Saved entries:
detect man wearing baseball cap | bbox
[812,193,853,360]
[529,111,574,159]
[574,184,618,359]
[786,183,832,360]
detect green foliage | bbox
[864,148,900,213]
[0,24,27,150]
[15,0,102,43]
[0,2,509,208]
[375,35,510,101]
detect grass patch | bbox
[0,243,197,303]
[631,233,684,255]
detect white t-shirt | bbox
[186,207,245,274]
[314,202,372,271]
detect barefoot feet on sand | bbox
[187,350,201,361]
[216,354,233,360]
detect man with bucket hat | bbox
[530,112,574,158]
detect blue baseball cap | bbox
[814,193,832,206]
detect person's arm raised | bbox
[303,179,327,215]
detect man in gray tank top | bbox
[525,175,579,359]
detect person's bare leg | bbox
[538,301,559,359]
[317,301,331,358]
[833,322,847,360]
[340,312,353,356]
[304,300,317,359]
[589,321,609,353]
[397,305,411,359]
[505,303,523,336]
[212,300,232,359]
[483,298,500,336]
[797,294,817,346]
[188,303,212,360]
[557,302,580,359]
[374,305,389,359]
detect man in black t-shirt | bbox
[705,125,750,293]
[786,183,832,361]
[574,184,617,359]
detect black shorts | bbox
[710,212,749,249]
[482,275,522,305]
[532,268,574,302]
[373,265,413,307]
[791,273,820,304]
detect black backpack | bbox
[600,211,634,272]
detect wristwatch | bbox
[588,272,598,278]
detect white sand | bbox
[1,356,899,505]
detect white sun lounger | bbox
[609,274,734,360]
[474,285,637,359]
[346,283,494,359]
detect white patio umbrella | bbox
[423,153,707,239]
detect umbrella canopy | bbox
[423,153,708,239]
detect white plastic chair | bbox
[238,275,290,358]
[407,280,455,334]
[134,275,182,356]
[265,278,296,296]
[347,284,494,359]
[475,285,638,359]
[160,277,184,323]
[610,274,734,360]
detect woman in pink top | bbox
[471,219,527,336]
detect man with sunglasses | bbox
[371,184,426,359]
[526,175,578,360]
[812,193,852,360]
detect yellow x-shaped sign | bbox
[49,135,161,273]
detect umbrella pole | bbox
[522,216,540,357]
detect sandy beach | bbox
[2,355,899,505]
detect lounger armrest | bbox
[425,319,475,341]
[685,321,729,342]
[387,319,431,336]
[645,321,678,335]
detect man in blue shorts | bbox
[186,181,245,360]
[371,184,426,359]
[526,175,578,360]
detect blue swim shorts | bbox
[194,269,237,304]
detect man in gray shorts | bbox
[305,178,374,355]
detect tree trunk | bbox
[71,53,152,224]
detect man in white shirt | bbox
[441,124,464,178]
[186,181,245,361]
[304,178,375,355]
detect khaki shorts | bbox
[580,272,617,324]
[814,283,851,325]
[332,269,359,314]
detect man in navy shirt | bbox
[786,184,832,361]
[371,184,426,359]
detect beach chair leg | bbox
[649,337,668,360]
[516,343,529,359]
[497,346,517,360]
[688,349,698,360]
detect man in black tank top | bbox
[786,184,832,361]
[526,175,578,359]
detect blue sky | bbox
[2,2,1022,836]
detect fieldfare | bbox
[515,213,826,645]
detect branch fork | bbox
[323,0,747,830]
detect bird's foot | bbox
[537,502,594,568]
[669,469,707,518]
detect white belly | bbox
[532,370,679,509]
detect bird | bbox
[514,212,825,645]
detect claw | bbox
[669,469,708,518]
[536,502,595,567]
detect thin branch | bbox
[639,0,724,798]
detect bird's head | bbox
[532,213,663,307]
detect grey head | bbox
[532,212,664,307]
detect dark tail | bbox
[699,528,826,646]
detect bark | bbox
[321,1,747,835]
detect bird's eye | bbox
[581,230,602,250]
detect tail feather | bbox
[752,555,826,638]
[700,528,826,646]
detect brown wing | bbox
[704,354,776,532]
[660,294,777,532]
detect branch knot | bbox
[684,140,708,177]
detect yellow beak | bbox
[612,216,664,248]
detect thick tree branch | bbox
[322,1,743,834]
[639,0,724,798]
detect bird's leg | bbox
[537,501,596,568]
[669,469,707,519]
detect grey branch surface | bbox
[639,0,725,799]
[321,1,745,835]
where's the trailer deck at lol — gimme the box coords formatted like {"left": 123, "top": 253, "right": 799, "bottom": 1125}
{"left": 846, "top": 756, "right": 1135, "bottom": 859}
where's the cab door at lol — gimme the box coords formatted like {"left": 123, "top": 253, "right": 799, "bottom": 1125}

## YOUR GOAL
All lines from the one containing "detect bird's leg | bbox" to the end of the records are to be duplicated exactly, and no other lines are to be given.

## WRITTEN RESPONSE
detect bird's leg | bbox
[537,501,596,568]
[669,469,707,519]
detect grey branch surface | bbox
[639,0,725,799]
[321,1,745,835]
where's the trailer deck at lol — gimme the box coords formatted like {"left": 123, "top": 253, "right": 799, "bottom": 1125}
{"left": 846, "top": 756, "right": 1135, "bottom": 859}
where's the cab door at lol — gimme the box coords formatted like {"left": 123, "top": 253, "right": 799, "bottom": 1125}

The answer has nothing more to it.